Hating on Star Trek: The Next Generation

The thing I noticed about TNG was that nothing seemed to be actually happening during the show. We knew there was some sort of history between Picard and Crusher, and between Riker and Troi, but it was all in the past. I didn’t want the show to be “Sex and the Starfleet”, but it seemed like the characters were all backstory and no story.

I had watched a few episodes when the series first aired and had stopped watching it.

Obviously the series succeeded without my support. So I figured I should give it another shot. I borrowed the first few episodes from the library and figured I would work my way through the series.

Sorry to say but I couldn’t make my way through the first episode. Horrible horrible writing. I’ve heard that it gets better later on but I don’t see myself getting that far.

The first 2 seasons and parts of the last season are tough to get through, but the rest of the show still holds up fine for me. It’s my second favorite series, behind DS9, of course.

The show took a couple of seasons to get its bearings; “The Measure of a Man” was where it finally figured out what it was about (The addition of Melinda Snodgress to the writing staff seems to be the precipitating event). It was good for a season or two, then trailed off into mediocrity.

I stopped complaining about Wesley Crusher when he commented on th SFRT on GEnie that the entire cast knew the stories sucked and the characters had no depth, but the actors were stuck/with what they were given.

I hated the uniforms from the first two seasons.

At first, I hated the way the starship “stretched” when it went into warp. Looked like a Looney Tunes effect.

Hey, credit where it’s due, I love the motif that Riker will eat anything. Plop alien food in front of him, and he’ll gobble it. It’s a tiny bit of characterization that is actually pretty nifty.

But I mostly hate that the characters never really triumph. Troi never stops an aggressive act; Dr. Crusher never seems to heal anyone; Worf never gets to clobber anyone; Data never figures out his own humanity; LaForge never gets to do jack shit.

Riker won’t eat anything

One time Data served them cat food and Riker was digusted by it when someone asked Data what it was

Only Worf continued to eat it when Data revealed what it was. A true warrior’s meal!

Couple things annoyed me, that I haven’t seen mentioned yet.
_ _ _
● **What is asked**:
1) Return the part of the Star Trek post between "I stopped complaining" and "actually pretty nifty.", inclusive, copied word for word.
2) Collect each line of the listing that contains the string "Task". Case counts.
_ _ _
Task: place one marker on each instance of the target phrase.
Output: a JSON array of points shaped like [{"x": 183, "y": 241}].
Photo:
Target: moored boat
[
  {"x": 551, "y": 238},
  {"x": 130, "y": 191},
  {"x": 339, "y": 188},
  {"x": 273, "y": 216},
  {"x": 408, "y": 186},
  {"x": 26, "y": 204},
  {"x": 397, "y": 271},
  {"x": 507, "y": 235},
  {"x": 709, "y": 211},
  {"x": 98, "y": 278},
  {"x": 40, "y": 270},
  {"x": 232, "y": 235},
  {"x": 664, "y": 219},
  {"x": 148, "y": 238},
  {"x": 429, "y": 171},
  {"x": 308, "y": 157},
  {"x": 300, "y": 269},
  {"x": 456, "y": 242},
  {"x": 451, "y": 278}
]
_ _ _
● **Solutions below**:
1)
I stopped complaining about Wesley Crusher when he commented on th SFRT on GEnie that the entire cast knew the stories sucked and the characters had no depth, but the actors were stuck/with what they were given.

I hated the uniforms from the first two seasons.

At first, I hated the way the starship “stretched” when it went into warp. Looked like a Looney Tunes effect.

Hey, credit where it’s due, I love the motif that Riker will eat anything. Plop alien food in front of him, and he’ll gobble it. It’s a tiny bit of characterization that is actually pretty nifty.

2)
Task: place one marker on each instance of the target phrase.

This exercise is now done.